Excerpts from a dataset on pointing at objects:
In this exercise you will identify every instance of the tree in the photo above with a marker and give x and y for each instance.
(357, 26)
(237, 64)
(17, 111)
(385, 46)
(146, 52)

GIVEN EXERCISE
Output every line of the listing above as a numbered list, leaving out any blank lines.

SOLUTION TO THIS PROBLEM
1. In this exercise you will identify every instance of the tree in the photo above with a marker and give x and y for each instance.
2. (357, 26)
3. (237, 64)
4. (17, 111)
5. (385, 46)
6. (146, 52)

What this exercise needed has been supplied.